[BEGIN Stored rows]

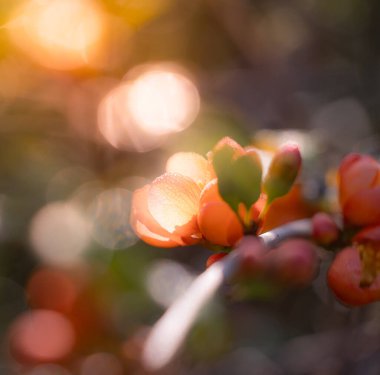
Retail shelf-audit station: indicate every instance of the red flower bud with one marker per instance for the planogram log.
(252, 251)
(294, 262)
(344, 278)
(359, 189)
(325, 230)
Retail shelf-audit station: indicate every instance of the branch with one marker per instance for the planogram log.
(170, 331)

[END Stored rows]
[BEGIN Stored rows]

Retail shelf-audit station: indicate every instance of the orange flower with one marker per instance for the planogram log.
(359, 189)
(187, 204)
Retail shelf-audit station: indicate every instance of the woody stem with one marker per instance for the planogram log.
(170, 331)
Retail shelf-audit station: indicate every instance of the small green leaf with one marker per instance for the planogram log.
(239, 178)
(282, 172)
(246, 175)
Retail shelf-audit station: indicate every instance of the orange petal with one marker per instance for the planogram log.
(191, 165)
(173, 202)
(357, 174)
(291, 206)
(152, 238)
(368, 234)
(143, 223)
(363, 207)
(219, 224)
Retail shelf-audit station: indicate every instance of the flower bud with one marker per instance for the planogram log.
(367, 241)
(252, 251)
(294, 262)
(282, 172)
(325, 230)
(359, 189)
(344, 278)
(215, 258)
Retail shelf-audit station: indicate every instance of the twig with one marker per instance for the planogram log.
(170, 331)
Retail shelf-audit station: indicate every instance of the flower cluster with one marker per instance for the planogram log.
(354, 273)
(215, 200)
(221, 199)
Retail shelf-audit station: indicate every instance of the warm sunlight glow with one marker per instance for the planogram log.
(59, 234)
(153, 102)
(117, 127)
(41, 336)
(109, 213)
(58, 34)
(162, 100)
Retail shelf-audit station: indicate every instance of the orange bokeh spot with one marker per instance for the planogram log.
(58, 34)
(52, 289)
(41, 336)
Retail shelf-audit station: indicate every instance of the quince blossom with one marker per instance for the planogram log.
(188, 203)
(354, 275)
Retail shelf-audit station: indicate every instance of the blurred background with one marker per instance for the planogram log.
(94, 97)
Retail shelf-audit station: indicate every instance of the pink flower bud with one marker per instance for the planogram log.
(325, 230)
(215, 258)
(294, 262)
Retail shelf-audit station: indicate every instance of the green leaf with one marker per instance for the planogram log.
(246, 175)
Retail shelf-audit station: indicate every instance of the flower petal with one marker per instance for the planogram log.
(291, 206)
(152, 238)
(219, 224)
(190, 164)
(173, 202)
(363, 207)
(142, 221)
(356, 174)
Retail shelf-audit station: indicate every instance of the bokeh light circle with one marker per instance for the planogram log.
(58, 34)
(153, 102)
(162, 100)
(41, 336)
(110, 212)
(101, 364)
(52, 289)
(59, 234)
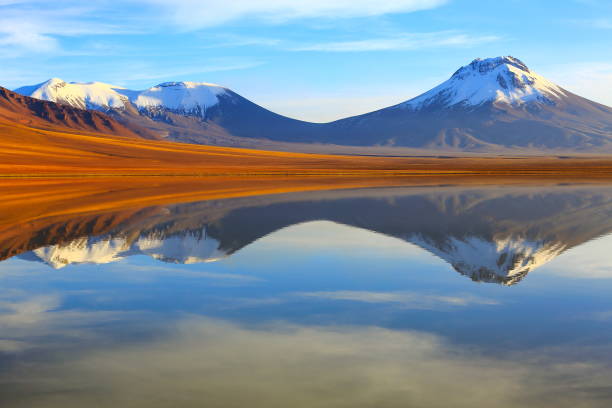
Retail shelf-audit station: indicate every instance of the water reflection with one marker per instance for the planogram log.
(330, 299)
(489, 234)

[END Stored rows]

> **Problem to work on**
Count the lines in the listing that contain the word "bokeh", and give only that number.

> **Answer for the task**
2